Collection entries
* * * *

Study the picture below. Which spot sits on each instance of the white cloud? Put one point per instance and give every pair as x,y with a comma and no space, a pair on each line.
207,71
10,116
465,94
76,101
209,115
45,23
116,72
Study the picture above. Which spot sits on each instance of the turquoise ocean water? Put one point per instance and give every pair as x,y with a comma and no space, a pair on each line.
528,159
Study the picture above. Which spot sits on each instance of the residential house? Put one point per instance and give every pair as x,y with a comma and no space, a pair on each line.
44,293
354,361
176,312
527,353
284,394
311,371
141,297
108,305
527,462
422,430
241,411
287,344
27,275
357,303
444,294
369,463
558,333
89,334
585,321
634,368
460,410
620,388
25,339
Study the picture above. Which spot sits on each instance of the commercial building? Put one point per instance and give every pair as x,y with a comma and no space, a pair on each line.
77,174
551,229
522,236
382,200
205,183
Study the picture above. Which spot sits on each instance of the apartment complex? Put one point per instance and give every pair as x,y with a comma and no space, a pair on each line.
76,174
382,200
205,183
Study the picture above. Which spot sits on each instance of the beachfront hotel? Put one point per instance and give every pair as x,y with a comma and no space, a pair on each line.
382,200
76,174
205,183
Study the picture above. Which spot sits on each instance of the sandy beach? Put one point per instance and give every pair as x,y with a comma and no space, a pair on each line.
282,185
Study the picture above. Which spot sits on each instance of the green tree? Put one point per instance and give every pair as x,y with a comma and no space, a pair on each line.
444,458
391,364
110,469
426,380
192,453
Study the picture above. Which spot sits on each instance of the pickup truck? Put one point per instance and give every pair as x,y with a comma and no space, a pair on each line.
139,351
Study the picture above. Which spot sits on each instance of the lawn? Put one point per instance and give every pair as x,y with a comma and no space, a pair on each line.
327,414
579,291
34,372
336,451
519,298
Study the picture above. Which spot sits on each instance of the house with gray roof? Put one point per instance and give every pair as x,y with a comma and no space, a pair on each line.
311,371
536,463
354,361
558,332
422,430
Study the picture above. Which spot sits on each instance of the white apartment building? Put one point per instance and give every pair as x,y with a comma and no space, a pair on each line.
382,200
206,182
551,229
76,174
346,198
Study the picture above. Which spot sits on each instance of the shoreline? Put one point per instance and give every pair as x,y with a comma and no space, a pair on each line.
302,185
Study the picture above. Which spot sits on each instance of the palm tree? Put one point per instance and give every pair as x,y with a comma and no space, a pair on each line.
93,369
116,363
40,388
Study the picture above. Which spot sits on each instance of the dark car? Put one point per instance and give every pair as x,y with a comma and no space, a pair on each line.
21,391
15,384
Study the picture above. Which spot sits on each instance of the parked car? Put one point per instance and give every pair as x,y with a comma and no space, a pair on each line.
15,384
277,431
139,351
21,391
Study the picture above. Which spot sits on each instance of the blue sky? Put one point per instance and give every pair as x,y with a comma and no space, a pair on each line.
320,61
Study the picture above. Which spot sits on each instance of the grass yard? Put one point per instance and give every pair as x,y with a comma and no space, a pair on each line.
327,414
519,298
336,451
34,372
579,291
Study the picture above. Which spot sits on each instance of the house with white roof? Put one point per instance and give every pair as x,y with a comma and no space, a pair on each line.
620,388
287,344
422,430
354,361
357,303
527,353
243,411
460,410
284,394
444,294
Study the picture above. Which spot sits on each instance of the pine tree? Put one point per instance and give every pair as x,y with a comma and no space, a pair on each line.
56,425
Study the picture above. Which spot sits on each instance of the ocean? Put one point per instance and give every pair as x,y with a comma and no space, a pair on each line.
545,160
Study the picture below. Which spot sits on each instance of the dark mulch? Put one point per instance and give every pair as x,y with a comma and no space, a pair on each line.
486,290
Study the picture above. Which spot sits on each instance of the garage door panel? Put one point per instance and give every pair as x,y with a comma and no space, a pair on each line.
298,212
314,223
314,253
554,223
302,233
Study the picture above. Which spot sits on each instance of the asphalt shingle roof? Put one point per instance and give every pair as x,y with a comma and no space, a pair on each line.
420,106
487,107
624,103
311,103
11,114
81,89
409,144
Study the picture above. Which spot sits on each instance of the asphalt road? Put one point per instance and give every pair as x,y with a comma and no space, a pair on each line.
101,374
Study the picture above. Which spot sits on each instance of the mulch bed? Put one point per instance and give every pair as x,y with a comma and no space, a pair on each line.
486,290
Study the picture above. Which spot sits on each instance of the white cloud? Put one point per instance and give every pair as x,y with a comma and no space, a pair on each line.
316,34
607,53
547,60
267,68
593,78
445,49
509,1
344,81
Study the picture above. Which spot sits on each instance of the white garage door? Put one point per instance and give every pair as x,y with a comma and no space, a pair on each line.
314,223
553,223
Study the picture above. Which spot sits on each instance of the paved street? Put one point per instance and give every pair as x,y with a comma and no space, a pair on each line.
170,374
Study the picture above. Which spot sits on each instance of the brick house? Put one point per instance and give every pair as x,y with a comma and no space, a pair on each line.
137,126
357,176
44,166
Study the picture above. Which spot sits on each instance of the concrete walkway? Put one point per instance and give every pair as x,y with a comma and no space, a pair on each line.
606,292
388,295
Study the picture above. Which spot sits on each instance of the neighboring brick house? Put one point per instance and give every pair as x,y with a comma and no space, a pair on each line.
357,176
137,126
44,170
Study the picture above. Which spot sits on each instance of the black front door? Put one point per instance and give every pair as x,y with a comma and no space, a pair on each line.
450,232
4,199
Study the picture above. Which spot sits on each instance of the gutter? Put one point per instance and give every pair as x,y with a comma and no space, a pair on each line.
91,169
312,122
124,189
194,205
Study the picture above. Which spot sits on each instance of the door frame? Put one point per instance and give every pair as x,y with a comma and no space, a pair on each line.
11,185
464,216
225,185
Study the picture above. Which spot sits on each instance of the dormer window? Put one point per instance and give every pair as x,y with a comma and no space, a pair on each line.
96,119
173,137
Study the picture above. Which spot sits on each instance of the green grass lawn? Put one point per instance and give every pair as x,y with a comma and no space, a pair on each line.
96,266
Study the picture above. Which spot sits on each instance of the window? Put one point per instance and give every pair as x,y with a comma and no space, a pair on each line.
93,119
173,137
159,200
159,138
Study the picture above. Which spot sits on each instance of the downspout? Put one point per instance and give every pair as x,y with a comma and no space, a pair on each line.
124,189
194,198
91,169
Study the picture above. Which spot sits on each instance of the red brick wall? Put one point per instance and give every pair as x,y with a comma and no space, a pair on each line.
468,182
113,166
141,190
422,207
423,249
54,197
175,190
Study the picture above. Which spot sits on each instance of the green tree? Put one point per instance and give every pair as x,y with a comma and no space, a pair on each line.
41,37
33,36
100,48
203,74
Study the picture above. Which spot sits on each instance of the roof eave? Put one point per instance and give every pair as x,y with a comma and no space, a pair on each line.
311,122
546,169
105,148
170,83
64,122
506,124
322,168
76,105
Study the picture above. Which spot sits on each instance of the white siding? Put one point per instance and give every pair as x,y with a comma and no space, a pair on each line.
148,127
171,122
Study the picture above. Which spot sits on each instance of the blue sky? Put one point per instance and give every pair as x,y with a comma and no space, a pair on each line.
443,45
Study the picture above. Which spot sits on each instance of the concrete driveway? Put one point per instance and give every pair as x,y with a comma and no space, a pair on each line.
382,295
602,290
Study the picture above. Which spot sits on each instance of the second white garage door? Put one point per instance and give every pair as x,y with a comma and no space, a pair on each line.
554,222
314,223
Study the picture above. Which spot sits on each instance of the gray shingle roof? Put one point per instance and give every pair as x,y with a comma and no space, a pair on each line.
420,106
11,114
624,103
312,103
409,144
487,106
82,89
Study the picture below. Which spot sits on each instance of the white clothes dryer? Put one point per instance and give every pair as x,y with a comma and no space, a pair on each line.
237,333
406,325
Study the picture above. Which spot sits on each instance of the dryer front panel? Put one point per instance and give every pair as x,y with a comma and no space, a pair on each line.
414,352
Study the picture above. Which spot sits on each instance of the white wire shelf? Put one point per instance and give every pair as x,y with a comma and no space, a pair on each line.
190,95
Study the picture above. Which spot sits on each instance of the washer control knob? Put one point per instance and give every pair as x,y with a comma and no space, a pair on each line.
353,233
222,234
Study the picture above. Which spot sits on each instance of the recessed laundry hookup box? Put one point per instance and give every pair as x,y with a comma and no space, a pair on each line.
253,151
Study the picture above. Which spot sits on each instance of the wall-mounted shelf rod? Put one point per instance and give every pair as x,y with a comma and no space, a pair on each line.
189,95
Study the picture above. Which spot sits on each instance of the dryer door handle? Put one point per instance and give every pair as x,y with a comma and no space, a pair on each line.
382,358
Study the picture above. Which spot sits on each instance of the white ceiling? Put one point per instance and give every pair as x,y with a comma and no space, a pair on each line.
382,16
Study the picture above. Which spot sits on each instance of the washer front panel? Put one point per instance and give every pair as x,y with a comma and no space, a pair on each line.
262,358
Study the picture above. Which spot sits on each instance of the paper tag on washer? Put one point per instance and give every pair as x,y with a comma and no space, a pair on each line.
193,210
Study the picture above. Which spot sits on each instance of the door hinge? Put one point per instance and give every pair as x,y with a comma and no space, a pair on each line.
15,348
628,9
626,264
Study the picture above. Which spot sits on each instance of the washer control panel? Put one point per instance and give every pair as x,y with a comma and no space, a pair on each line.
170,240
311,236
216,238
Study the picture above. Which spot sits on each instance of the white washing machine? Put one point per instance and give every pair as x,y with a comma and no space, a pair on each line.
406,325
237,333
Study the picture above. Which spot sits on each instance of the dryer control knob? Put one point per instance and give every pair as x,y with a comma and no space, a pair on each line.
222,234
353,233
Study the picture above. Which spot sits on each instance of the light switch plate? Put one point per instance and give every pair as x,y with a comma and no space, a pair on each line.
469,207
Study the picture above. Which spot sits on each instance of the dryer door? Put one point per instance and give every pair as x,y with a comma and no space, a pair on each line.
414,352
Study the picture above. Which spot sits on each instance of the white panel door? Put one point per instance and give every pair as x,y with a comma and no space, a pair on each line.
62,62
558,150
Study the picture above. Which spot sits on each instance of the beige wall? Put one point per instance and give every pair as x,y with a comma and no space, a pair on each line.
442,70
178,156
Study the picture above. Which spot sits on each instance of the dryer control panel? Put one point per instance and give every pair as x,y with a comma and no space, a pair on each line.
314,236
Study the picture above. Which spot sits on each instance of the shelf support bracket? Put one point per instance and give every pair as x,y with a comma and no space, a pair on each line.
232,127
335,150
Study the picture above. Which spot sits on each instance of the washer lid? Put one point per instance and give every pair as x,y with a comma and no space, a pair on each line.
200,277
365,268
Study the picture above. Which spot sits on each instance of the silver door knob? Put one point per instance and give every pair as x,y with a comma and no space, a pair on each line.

* * * *

WHAT IS NEEDED: Starting at the line that contains "the white washing", output each remaining line of the listing, the last line included, exactly as it appears.

RESULT FOR THIS EXERCISE:
Study the picture above. Which spot sits on each instance of the white washing machine? Put one point per instance and give every pair as x,y with a comma and no space, a pair on each line.
406,325
237,333
Study the picture above. Which spot sits on each instance of the dryer control knob? Put one point per instance and give every pair as x,y with a comma and no space, a pair on each line.
222,234
353,233
Study the picture above. Which spot sits on each instance of the light switch plate? Put one point per instance and give every pair as x,y with a comma and no space, a pair on each line.
469,207
Study the picture above. Which spot sits on each instance of the dryer door? Put one point per instance and give every pair as x,y with a comma and no space, a pair on each line.
414,352
Study the picture above. Which spot sits on each instance of the white panel door? Put one point per instance and give every pair as x,y with a comma and no space, a pair on each line.
62,62
558,150
Study the picture above. Which spot sits on each instance of the beige wall? Put one point per instance and give every pair as x,y with a comma and no space, a pair on each line.
442,70
178,156
Study the picture above. Which spot sits on each instance of the dryer control panel? Put one point per instance and give every pair as x,y with a comma and no space, a pair on each line.
314,236
Study the picture above. Which spot sits on each instance of the shelf support bracket? Put one point per instance and give every pair as x,y with a comma and no space, a pair on each line.
232,127
335,150
Study the picture above. Which spot sits on each instance of the washer lid? Put one point per instance and give every pair as x,y with a comma and no space, a pair on each line.
200,277
365,268
Study the picture above. Which spot sits on each instance of the silver door knob? Put one point per instance and give every pair as x,y with a comma and no space, a pair on each line.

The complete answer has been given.